Segment Open

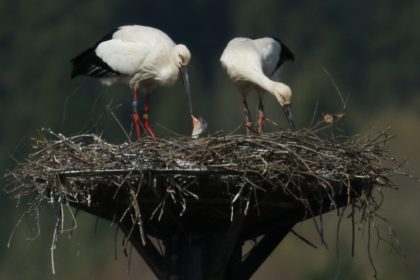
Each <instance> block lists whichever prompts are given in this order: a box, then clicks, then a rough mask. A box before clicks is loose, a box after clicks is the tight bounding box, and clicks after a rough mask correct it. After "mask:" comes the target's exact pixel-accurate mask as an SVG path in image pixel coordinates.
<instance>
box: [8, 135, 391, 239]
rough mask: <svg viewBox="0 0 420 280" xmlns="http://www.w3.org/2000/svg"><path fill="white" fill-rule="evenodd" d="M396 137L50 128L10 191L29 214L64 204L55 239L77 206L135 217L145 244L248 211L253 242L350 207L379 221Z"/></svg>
mask: <svg viewBox="0 0 420 280" xmlns="http://www.w3.org/2000/svg"><path fill="white" fill-rule="evenodd" d="M391 138H392V136H391V135H389V133H388V131H387V130H386V131H383V132H381V133H378V134H377V135H376V136H374V137H373V138H363V137H358V138H356V137H354V138H348V139H345V140H343V141H341V142H338V141H336V140H331V139H324V138H321V137H320V136H318V134H317V133H316V132H315V131H313V130H309V129H305V130H296V131H290V130H285V131H278V132H275V133H267V134H262V135H254V136H244V135H225V136H211V137H207V138H202V139H197V140H191V139H190V138H175V139H150V138H144V139H141V140H140V141H138V142H135V143H124V144H120V145H114V144H110V143H107V142H106V141H105V140H103V139H101V138H99V137H98V136H96V135H93V134H85V135H76V136H72V137H65V136H64V135H61V134H55V133H53V132H52V131H49V130H47V131H46V132H45V131H44V133H42V134H41V137H39V138H37V139H34V152H33V153H32V154H31V155H29V156H28V157H27V159H26V160H24V161H23V162H21V163H19V164H18V165H17V167H16V168H15V169H14V170H12V171H11V172H10V173H9V174H8V175H7V176H8V178H9V179H10V185H9V186H8V187H7V191H8V192H10V193H12V194H14V195H15V197H16V198H18V199H22V198H24V197H28V198H30V201H29V203H28V208H27V210H26V211H25V214H24V215H27V214H29V213H31V212H33V211H38V210H37V209H38V207H39V206H40V205H41V204H42V203H43V202H47V203H50V204H53V205H55V206H59V208H58V209H61V211H59V214H58V215H57V227H56V231H55V235H54V236H56V234H57V232H60V229H61V231H63V228H64V226H63V224H64V214H63V213H64V210H63V208H65V207H68V208H69V209H70V206H72V207H74V208H76V209H82V210H85V211H87V212H90V213H92V214H95V215H97V216H99V217H104V218H107V219H109V220H113V221H115V222H116V223H122V222H123V221H124V220H129V221H130V222H131V223H132V224H133V225H134V226H136V227H137V225H138V226H139V228H140V232H141V237H142V241H143V243H144V242H145V233H144V231H145V229H146V231H148V234H151V235H155V236H158V237H159V227H163V228H164V230H166V231H167V230H168V228H173V227H176V226H179V225H178V224H179V221H181V222H182V223H183V226H188V227H190V228H189V229H188V230H191V231H194V232H205V231H207V232H208V231H212V230H217V228H220V227H222V226H223V225H225V224H226V223H229V222H231V221H232V220H234V219H235V217H239V216H242V217H244V216H245V217H247V224H246V226H245V229H244V233H243V235H244V239H245V238H253V237H255V236H257V235H259V234H261V233H263V232H264V230H267V229H268V228H269V227H271V226H272V225H273V223H274V224H275V223H282V222H283V223H291V224H294V223H296V222H298V221H300V220H302V219H305V218H310V217H314V216H316V215H318V214H322V213H324V212H327V211H330V210H333V209H339V208H340V207H343V206H346V205H351V206H352V207H353V208H357V209H359V210H360V211H359V213H361V215H360V221H363V220H367V219H369V221H370V218H371V217H372V216H374V215H375V213H376V210H377V209H378V208H379V206H380V202H378V201H377V200H376V199H375V195H374V194H373V191H374V190H376V191H377V192H380V190H381V188H382V187H392V188H394V185H393V184H392V182H391V180H390V179H389V177H390V176H391V175H393V174H394V173H395V169H394V168H393V167H389V166H387V165H386V163H389V162H390V161H392V158H391V157H390V156H389V151H388V149H387V143H388V141H389V140H390V139H391ZM70 212H71V213H72V217H73V219H74V220H75V217H74V215H73V212H72V211H71V210H70ZM353 212H354V211H353ZM339 213H340V212H339ZM341 215H342V214H341ZM164 219H166V221H165V222H164V223H163V222H162V220H164ZM288 219H289V220H288ZM171 221H172V222H171ZM174 221H175V222H174ZM353 221H354V217H353ZM316 225H317V223H316ZM134 226H133V227H134ZM274 226H275V225H274ZM321 227H322V224H321V225H317V229H318V232H319V233H320V235H321V236H322V232H323V231H322V228H321ZM257 228H260V230H259V229H257ZM132 230H133V229H131V231H132ZM131 231H130V232H131Z"/></svg>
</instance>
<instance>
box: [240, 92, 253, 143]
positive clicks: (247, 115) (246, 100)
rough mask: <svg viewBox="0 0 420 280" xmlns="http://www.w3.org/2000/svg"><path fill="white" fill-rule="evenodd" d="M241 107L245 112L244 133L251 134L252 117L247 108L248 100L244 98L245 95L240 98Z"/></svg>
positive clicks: (244, 113)
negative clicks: (251, 118) (242, 97)
mask: <svg viewBox="0 0 420 280" xmlns="http://www.w3.org/2000/svg"><path fill="white" fill-rule="evenodd" d="M242 108H243V110H244V114H245V129H246V135H250V134H252V119H251V114H250V112H249V108H248V101H247V100H246V97H245V96H244V98H243V99H242Z"/></svg>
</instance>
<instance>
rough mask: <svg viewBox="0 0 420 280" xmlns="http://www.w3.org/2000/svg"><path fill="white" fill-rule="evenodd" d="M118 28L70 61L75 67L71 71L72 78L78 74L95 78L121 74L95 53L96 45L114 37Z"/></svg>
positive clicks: (103, 37) (102, 37) (76, 56)
mask: <svg viewBox="0 0 420 280" xmlns="http://www.w3.org/2000/svg"><path fill="white" fill-rule="evenodd" d="M117 30H118V29H115V30H113V31H112V32H110V33H108V34H107V35H105V36H104V37H102V38H101V39H100V40H98V41H97V42H96V43H95V45H94V46H93V47H91V48H89V49H87V50H85V51H84V52H82V53H80V54H79V55H77V56H76V57H74V58H72V59H71V60H70V62H71V63H72V64H73V69H72V71H71V78H74V77H76V76H78V75H85V76H90V77H93V78H101V77H106V76H115V75H119V74H120V73H118V72H117V71H115V70H114V69H112V68H111V67H110V66H109V65H108V64H106V63H105V62H104V61H103V60H102V59H101V58H100V57H98V56H97V55H96V53H95V49H96V47H97V46H98V45H99V44H100V43H102V42H104V41H108V40H110V39H112V35H113V34H114V33H115V32H116V31H117Z"/></svg>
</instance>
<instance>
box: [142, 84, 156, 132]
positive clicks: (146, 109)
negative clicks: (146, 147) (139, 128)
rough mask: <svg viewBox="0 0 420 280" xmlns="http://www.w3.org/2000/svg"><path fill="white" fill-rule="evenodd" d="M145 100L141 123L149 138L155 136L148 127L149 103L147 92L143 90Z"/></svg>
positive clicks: (148, 97) (148, 99)
mask: <svg viewBox="0 0 420 280" xmlns="http://www.w3.org/2000/svg"><path fill="white" fill-rule="evenodd" d="M144 94H145V102H144V113H143V124H144V129H145V130H146V132H147V134H149V136H150V137H151V138H155V134H154V133H153V131H152V129H151V128H150V120H149V111H150V104H149V99H150V97H149V92H148V91H145V92H144Z"/></svg>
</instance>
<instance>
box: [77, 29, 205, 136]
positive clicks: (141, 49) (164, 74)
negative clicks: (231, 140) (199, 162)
mask: <svg viewBox="0 0 420 280" xmlns="http://www.w3.org/2000/svg"><path fill="white" fill-rule="evenodd" d="M190 59H191V53H190V51H189V50H188V48H187V47H186V46H185V45H182V44H179V45H176V44H175V43H174V42H173V41H172V40H171V38H169V36H168V35H166V34H165V33H163V32H162V31H160V30H158V29H156V28H153V27H148V26H140V25H127V26H121V27H119V28H117V29H116V30H114V31H113V32H111V33H109V34H108V35H106V36H104V37H103V38H102V39H100V40H99V41H98V42H96V44H95V45H94V46H93V47H91V48H89V49H87V50H85V51H84V52H82V53H81V54H79V55H78V56H76V57H74V58H73V59H72V60H71V62H72V64H73V70H72V72H71V78H74V77H76V76H78V75H85V76H90V77H93V78H96V79H98V80H100V81H101V82H102V83H103V84H105V85H112V84H113V83H116V82H122V83H125V84H128V85H129V86H130V87H131V88H132V89H133V122H134V124H135V131H136V137H137V139H139V138H140V117H139V115H138V112H137V103H138V98H139V97H138V90H139V88H141V89H142V90H143V91H144V94H145V103H144V114H143V122H144V128H145V130H146V131H147V133H148V134H149V136H150V137H154V134H153V132H152V130H151V129H150V124H149V110H150V106H149V94H150V92H151V91H152V90H153V89H154V88H155V87H156V86H158V85H162V86H170V85H173V84H174V83H175V82H176V80H177V78H178V73H179V71H180V70H181V73H182V80H183V82H184V87H185V91H186V93H187V96H188V103H189V110H190V114H191V117H192V119H193V137H198V135H199V134H200V133H201V132H203V130H204V129H205V126H206V124H205V122H204V121H203V120H202V119H201V118H200V119H197V118H195V117H194V116H193V109H192V103H191V94H190V86H189V79H188V72H187V65H188V63H189V62H190Z"/></svg>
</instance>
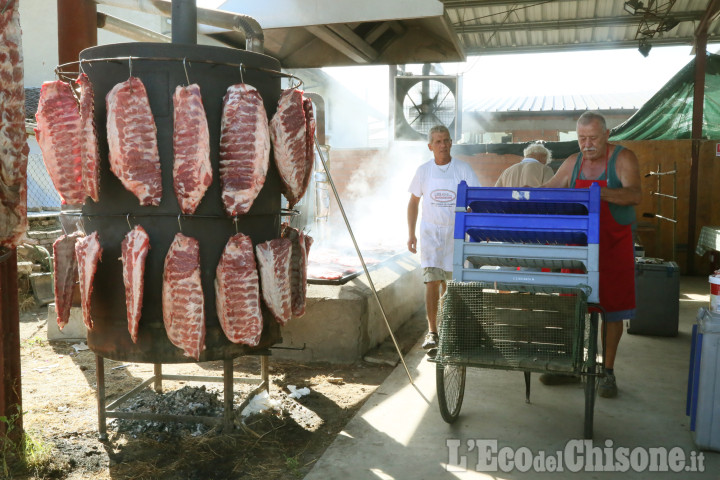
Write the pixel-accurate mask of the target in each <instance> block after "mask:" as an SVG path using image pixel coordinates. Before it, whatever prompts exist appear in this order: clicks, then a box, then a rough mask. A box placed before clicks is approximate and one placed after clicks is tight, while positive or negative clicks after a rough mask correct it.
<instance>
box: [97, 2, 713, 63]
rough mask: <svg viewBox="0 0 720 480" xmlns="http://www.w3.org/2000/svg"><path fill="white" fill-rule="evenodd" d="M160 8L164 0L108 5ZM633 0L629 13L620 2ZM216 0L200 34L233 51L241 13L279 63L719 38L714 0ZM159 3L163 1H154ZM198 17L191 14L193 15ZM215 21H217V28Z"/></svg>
mask: <svg viewBox="0 0 720 480" xmlns="http://www.w3.org/2000/svg"><path fill="white" fill-rule="evenodd" d="M95 1H96V3H99V4H107V5H115V4H118V3H119V4H121V5H123V6H125V7H126V8H134V9H139V10H141V11H147V12H155V11H162V12H164V13H163V15H166V14H167V13H166V11H167V8H169V7H168V3H169V0H162V1H160V0H154V1H152V2H139V1H135V2H130V1H124V2H118V0H95ZM631 2H638V4H639V8H638V9H637V11H636V12H635V13H634V14H632V13H629V12H628V11H627V10H626V9H625V8H624V5H625V4H626V3H631ZM631 2H627V1H625V0H612V1H611V0H390V1H387V0H366V1H364V2H357V1H355V0H311V1H306V2H299V1H297V0H276V1H273V2H249V1H247V0H218V1H217V2H214V3H215V4H217V5H219V8H221V9H224V10H227V11H226V12H225V13H224V14H223V13H219V12H217V11H215V12H212V11H211V10H210V9H209V10H207V11H205V12H206V13H208V15H209V13H212V14H213V15H211V16H210V15H209V16H208V18H210V17H212V18H215V19H217V18H218V15H219V16H220V17H221V18H223V19H224V20H223V21H222V22H214V23H213V22H210V26H207V25H204V26H203V28H201V30H200V32H201V33H202V34H204V35H201V37H204V38H205V40H207V37H211V38H212V39H213V40H212V41H213V42H214V43H217V42H220V43H221V44H227V45H229V46H232V47H236V48H244V46H245V40H246V39H245V35H244V34H243V33H241V32H239V31H237V29H234V28H233V29H228V27H227V22H229V21H230V20H232V19H233V18H235V17H234V16H235V14H238V13H242V14H250V15H252V16H253V17H254V18H256V19H257V20H258V22H259V23H260V25H262V26H263V28H264V29H265V30H264V41H265V52H266V53H268V54H269V55H271V56H273V57H275V58H277V59H278V60H280V62H281V64H282V65H283V67H285V68H302V67H325V66H337V65H367V64H380V65H383V64H385V65H401V64H415V63H439V62H451V61H463V60H465V58H466V57H467V56H469V55H489V54H501V53H502V54H506V53H528V52H557V51H566V50H598V49H617V48H638V46H639V44H640V42H641V41H644V42H648V43H649V45H651V46H652V45H657V46H660V45H663V46H667V45H693V44H694V42H695V33H696V31H698V30H701V31H702V30H703V28H701V27H704V26H707V41H708V42H709V43H712V42H718V41H720V21H718V15H717V14H718V11H720V2H718V1H716V0H662V1H660V0H643V2H642V3H641V2H639V0H631ZM160 6H163V8H164V9H165V10H163V8H160ZM198 18H201V16H200V15H199V16H198ZM218 25H221V26H218Z"/></svg>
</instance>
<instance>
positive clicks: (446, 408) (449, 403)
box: [435, 363, 465, 423]
mask: <svg viewBox="0 0 720 480" xmlns="http://www.w3.org/2000/svg"><path fill="white" fill-rule="evenodd" d="M435 383H436V386H437V393H438V405H440V415H442V417H443V420H445V421H446V422H447V423H453V422H454V421H455V420H457V417H458V415H459V414H460V407H461V406H462V398H463V394H464V393H465V365H451V364H445V365H443V364H442V363H438V364H437V365H436V367H435Z"/></svg>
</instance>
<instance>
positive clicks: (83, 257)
mask: <svg viewBox="0 0 720 480" xmlns="http://www.w3.org/2000/svg"><path fill="white" fill-rule="evenodd" d="M75 256H76V257H77V262H78V280H79V281H80V304H81V305H82V312H83V322H85V326H86V327H88V329H90V330H92V328H93V323H92V316H91V314H90V300H91V298H92V290H93V279H94V278H95V272H96V271H97V264H98V262H99V261H100V257H101V256H102V247H101V246H100V238H99V237H98V233H97V232H93V233H91V234H90V235H88V236H87V237H80V238H78V240H77V242H75Z"/></svg>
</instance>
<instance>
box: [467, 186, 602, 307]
mask: <svg viewBox="0 0 720 480" xmlns="http://www.w3.org/2000/svg"><path fill="white" fill-rule="evenodd" d="M599 229H600V187H599V186H597V185H593V186H592V187H591V188H589V189H568V188H505V187H490V188H485V187H468V186H467V183H465V182H461V183H460V185H458V195H457V203H456V209H455V231H454V239H455V240H454V242H455V244H454V249H455V252H454V259H453V280H455V281H459V282H502V283H509V284H523V285H546V286H558V287H577V286H586V287H589V293H588V302H589V303H598V302H599V296H598V294H599V281H598V255H599ZM517 267H523V269H521V270H518V269H517ZM528 268H529V269H530V270H528ZM540 269H544V270H549V271H535V270H540ZM560 269H573V270H574V271H575V272H577V273H568V272H561V271H559V270H560Z"/></svg>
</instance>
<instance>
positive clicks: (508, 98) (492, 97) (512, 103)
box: [463, 92, 652, 113]
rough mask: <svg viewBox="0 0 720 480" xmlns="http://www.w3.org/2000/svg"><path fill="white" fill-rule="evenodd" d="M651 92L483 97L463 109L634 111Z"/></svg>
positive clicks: (644, 100) (494, 111)
mask: <svg viewBox="0 0 720 480" xmlns="http://www.w3.org/2000/svg"><path fill="white" fill-rule="evenodd" d="M651 96H652V92H639V93H613V94H583V95H546V96H542V95H540V96H515V97H485V98H480V99H477V100H474V101H470V102H464V105H463V112H466V113H468V112H496V113H502V112H507V113H511V112H559V111H584V110H601V111H608V110H638V109H639V108H640V107H642V106H643V104H644V103H645V102H646V101H647V99H648V98H650V97H651Z"/></svg>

Segment Closed

* _Work to complete_: Transcribe the listing verbatim, starting at its first line and ending at the line that contains "137L50 128L10 191L29", with both ends included. Omit the pictures from your answer.

* _Expected answer_:
Each <instance> block lists whichever prompts are given in this order: a box, then clicks, then a rough mask. A box before clicks is loose, a box after clicks is the tight bounding box, and clicks after a rough mask correct it. After "mask:" comes the target's exact pixel-accurate mask as an SVG path in image pixel coordinates.
<instance>
box: [8, 135, 391, 239]
rough mask: <svg viewBox="0 0 420 280" xmlns="http://www.w3.org/2000/svg"><path fill="white" fill-rule="evenodd" d="M396 137L50 128L10 191L29 214L64 204L55 239L77 206L135 217L145 244L248 211L253 242L350 207L379 221Z"/></svg>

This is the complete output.